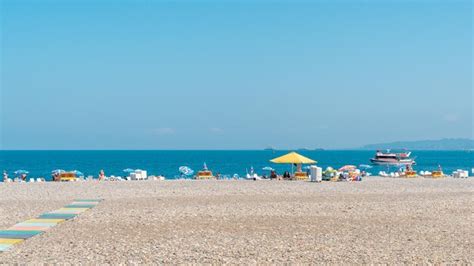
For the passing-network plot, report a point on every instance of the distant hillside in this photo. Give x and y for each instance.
(442, 144)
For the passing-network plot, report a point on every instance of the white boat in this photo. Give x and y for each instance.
(390, 158)
(252, 175)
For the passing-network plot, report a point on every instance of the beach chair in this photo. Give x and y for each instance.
(300, 176)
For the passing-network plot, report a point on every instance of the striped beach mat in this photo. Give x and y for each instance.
(29, 228)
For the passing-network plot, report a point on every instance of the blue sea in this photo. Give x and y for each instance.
(41, 163)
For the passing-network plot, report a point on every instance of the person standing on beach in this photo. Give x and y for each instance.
(101, 175)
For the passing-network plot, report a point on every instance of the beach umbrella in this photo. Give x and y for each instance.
(347, 168)
(58, 171)
(21, 172)
(186, 170)
(293, 158)
(78, 173)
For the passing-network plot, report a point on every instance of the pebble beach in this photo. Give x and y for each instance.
(378, 220)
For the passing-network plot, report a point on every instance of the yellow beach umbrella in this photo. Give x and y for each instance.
(293, 158)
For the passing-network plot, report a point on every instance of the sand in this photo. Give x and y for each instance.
(253, 222)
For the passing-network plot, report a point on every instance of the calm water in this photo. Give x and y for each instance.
(41, 163)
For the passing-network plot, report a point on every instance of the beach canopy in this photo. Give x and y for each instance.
(78, 173)
(186, 170)
(293, 157)
(58, 171)
(347, 168)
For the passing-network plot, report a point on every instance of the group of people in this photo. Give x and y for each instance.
(6, 178)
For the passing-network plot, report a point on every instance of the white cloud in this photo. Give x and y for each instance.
(163, 131)
(450, 118)
(216, 130)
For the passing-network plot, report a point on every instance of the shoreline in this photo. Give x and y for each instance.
(379, 220)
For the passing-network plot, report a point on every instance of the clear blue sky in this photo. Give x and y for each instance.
(233, 74)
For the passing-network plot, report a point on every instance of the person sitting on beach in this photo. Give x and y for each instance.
(101, 175)
(273, 175)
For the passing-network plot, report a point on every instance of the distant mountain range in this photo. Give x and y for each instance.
(442, 144)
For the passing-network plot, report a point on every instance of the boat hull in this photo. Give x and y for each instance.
(392, 162)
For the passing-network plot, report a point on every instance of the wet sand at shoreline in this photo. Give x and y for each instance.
(378, 220)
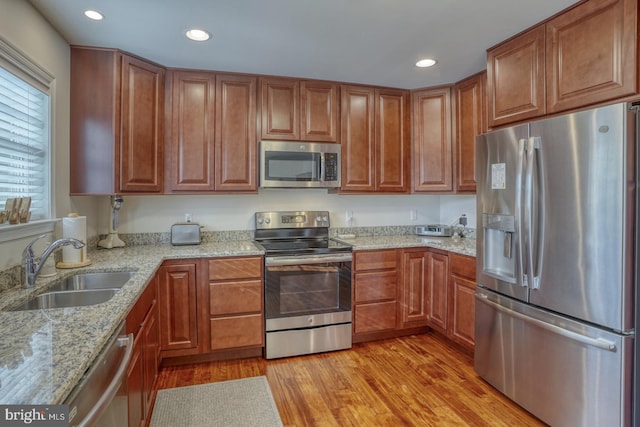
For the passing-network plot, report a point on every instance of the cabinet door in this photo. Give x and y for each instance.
(591, 54)
(178, 312)
(375, 317)
(357, 138)
(141, 111)
(319, 111)
(279, 108)
(191, 142)
(470, 122)
(462, 311)
(438, 274)
(431, 150)
(391, 140)
(515, 78)
(413, 300)
(236, 142)
(237, 331)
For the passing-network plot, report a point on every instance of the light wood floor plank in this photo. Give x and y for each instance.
(420, 380)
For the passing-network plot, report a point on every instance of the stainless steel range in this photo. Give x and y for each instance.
(307, 284)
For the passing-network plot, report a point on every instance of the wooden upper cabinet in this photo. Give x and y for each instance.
(141, 138)
(591, 54)
(431, 146)
(392, 137)
(516, 79)
(236, 140)
(357, 115)
(280, 111)
(374, 138)
(293, 109)
(191, 136)
(116, 124)
(319, 111)
(471, 114)
(212, 132)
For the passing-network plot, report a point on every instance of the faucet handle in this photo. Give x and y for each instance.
(29, 248)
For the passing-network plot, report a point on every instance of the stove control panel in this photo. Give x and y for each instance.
(292, 219)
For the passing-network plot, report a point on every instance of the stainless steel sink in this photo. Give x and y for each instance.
(79, 290)
(88, 281)
(63, 299)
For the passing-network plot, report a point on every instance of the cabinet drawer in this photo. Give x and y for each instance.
(380, 316)
(375, 286)
(235, 297)
(464, 266)
(235, 268)
(374, 260)
(237, 331)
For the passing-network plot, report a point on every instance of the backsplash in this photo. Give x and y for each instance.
(13, 275)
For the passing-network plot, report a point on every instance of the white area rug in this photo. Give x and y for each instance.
(247, 402)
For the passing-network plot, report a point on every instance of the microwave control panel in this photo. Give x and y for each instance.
(331, 166)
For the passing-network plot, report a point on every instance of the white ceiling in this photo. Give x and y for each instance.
(375, 42)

....

__Directions__
One exact copy of the data, no pictures: write it out line for line.

__Response__
For the passing-network plot, report a point on every instance of the distant hillside in this photo. Give x and y for each instance.
(442, 144)
For the passing-network plot, report a point on every instance of the white boat in this photo. Give x and y for each instance.
(390, 158)
(252, 175)
For the passing-network plot, report a point on every instance of the beach chair in this photo. Give x and y for each instance.
(300, 176)
For the passing-network plot, report a point on every instance of the striped beach mat in this photo. Give x and y for each instance.
(29, 228)
For the passing-network plot, report a point on every instance of the blue sea in this photo. Give x and y for each instance.
(41, 163)
For the passing-network plot, report a point on every instance of the person standing on beach in this photo. Give x and y for each instance.
(101, 175)
For the passing-network plot, report a point on every instance of the beach umbrella in this photo. Give x and y for each instance.
(347, 168)
(58, 171)
(21, 172)
(186, 170)
(293, 158)
(78, 173)
For the passing-network plot, report a point on every instance of the pebble beach in this photo. Give x and y for each instance.
(378, 220)
For the passing-network plot, report a point on every instance of the yellow beach umbrella in this photo. Give x and y for each instance.
(293, 158)
For the passing-network plot, report a point on every instance of the sand in this photo. Give x and y for each instance.
(253, 222)
For the passing-network plot, report a point on every instance of the calm water in this photo. Give x and y for each instance.
(41, 163)
For the passing-network plot, report a point on every instance of the beach canopy in this photo. Give x and y for each instance.
(78, 173)
(186, 170)
(293, 157)
(58, 171)
(347, 168)
For the passing-network plot, report a point on every instance of the group of people in this photo. Give x and y for each instance.
(6, 178)
For the passing-network plot, report a point on every instance of the white cloud in this photo. Give x and y for each instance.
(163, 131)
(450, 118)
(216, 130)
For the passing-network plot, report a point on every instance of the shoreline in this photo. Give x and y for each instance.
(379, 220)
For the passing-network plot, report a point on every instance of the clear blue sky in this photo. Give x and y for each instance.
(233, 74)
For the passing-network plot, report a point on every instance of the person sitting on beach in this photo. Give x and y for each instance.
(101, 175)
(273, 175)
For the passing-network plot, report a point on every instance of the distant mountain range in this photo. Give x and y for each instance.
(442, 144)
For the passing-network plot, report a point on every instance of the boat hull in this photo. Give x and y for each instance.
(392, 162)
For the passing-network plot, report a point on every instance of the wet sand at shoreline in this photo. Give x and y for each instance.
(378, 220)
For the passing-network plot, report a point on every instance of the cabinet door in this photo. Give x and y for each instance.
(591, 54)
(178, 312)
(375, 317)
(357, 138)
(141, 111)
(319, 111)
(279, 108)
(191, 142)
(470, 122)
(462, 311)
(438, 274)
(431, 150)
(391, 140)
(515, 78)
(413, 300)
(236, 142)
(237, 331)
For the passing-network plot, report a point on every instance of the light wood floor plank in this photo. Give x and y for each instance.
(420, 380)
For the passing-network plot, report a point on every instance of the stainless steel range in this photo. Give x and y for each instance.
(307, 284)
For the passing-network plot, report a point on every instance of the wooden upper cabinet in this photo. Give x and y for each instance.
(141, 138)
(591, 54)
(431, 146)
(392, 137)
(516, 79)
(236, 140)
(357, 115)
(280, 111)
(374, 138)
(293, 109)
(191, 136)
(116, 124)
(319, 111)
(471, 114)
(212, 132)
For the passing-network plot, report a point on every instance of the faucet handle in this photo. Give x and y for each instance.
(29, 248)
For the passing-network plot, report a point on every instance of the stove control panel in this photo. Give x and y for each instance.
(292, 219)
For the passing-network plot, report a point on every instance of the stainless steel sink in this photo. Give x and y for each instance.
(79, 290)
(88, 281)
(63, 299)
For the passing-network plot, report a point on every instance of the cabinet drawer in this photo. Give x and y for each instance.
(380, 316)
(375, 286)
(235, 297)
(464, 266)
(235, 268)
(374, 260)
(237, 331)
For the passing-network plot, report a point on every instance of the backsplash in this photo. Give x and y for each instance.
(13, 275)
For the passing-network plot, report a point on every instance of the white area rug in this photo. Give x and y for each instance.
(247, 402)
For the passing-network plot, report a point on every instance of the microwave control panel in this photo. Give x and y for each instance.
(331, 166)
For the passing-network plot, report a point on every instance of the white ceiling in this photo. Give x and y for each instance.
(375, 42)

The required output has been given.